** PROVIDED PASSAGE follows **

"Hi, Honey!" Mom said as she saw me walking toward her. My breath caught in my throat as a rim of tears encircled my eyes. Blinking hard, I struggled to swallow and put on a broad smile as I said, "Well, hi there, Mom! You are looking great!" A few minutes into our conversation, she used my name, and I fought to remain composed as I nearly dissolved into a pool of emotion. Until that moment, I had been filled with a dreadful fear that she might have forgotten my name.
Today is Mom's birthday, and every day is precious. Every Mother's Day. Every time I see her. Every pedicure date. Every day that she is not in the hospital. Every day that my siblings and I are not called upon to make medical decisions. Every day she knows who she is and who we are.
For you see, our Mom has Alzheimer's dementia. For years, I have been comforted by the fact that Mom knows who she is and who we are, though there were other signs. Troubling signs. Increasing numbers of signs. Personality changes. Anger. Confusion. Delusions. Fear. Strange elation. Disjointed mumblings. Chatter. Long spans of silence. Labeling objects with their names. Inattentiveness. Hyper focus. Attaching names from her past to people in her present. Assigning a family connection to nearly everyone she meets. That last one really confuses her. "I know he's my Uncle Bascomb, but he won't admit it. Maybe he forgot," she might say about the man down the hall.

** End of PROVIDED PASSAGE **

_EXERCISE_. Please set down, word for word, the part of the passage about Mom's Alzheimer's from "For you see, our" up to and including "down the hall.". The material after this point has no connection to the passage.

** GIVEN RECORDS follows **

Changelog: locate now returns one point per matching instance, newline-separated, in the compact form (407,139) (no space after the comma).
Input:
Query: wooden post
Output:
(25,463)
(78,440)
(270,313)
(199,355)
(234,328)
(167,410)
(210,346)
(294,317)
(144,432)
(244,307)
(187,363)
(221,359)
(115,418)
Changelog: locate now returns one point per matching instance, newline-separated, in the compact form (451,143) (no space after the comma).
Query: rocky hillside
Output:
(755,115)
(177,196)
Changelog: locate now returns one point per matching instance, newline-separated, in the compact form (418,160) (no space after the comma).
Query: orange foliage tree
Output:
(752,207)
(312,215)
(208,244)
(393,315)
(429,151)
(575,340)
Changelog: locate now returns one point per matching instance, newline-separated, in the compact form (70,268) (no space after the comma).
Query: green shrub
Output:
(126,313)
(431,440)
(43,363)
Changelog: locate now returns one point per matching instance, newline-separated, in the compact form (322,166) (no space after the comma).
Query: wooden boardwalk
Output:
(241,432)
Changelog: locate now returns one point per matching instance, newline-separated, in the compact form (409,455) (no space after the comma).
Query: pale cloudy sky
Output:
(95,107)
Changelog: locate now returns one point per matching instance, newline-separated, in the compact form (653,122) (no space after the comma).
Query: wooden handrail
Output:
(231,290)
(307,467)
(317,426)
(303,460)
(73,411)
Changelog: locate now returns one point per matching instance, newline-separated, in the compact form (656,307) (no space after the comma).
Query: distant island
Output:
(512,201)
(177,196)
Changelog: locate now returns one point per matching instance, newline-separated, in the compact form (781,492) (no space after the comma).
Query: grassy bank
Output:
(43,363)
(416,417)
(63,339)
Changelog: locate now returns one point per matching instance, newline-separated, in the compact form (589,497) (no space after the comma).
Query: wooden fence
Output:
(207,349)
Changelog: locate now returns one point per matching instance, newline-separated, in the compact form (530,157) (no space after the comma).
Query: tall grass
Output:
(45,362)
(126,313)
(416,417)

** End of GIVEN RECORDS **
** GIVEN RECORDS follows **

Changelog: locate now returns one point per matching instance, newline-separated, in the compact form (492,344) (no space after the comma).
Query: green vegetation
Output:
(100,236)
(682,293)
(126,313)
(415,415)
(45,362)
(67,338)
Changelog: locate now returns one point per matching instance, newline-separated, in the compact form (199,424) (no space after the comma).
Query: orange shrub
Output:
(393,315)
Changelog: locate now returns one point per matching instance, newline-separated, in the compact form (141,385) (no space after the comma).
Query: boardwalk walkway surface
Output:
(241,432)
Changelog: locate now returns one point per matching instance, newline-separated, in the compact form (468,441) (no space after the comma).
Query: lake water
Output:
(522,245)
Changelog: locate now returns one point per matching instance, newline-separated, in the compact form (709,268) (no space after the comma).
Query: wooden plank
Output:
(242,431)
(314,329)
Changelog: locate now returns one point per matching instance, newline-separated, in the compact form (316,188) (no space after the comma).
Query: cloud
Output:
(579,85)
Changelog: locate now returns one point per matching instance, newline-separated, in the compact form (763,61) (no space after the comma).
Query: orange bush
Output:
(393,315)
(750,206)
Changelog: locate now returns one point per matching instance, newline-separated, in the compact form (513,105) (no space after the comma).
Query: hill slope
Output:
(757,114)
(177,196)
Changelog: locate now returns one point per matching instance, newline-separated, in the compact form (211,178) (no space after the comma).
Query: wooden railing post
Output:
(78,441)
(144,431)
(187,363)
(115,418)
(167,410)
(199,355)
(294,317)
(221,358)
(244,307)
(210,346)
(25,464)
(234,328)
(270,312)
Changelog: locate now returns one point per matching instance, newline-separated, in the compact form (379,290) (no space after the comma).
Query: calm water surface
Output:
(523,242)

** End of GIVEN RECORDS **

_EXERCISE RESULT_.
For you see, our Mom has Alzheimer's dementia. For years, I have been comforted by the fact that Mom knows who she is and who we are, though there were other signs. Troubling signs. Increasing numbers of signs. Personality changes. Anger. Confusion. Delusions. Fear. Strange elation. Disjointed mumblings. Chatter. Long spans of silence. Labeling objects with their names. Inattentiveness. Hyper focus. Attaching names from her past to people in her present. Assigning a family connection to nearly everyone she meets. That last one really confuses her. "I know he's my Uncle Bascomb, but he won't admit it. Maybe he forgot," she might say about the man down the hall.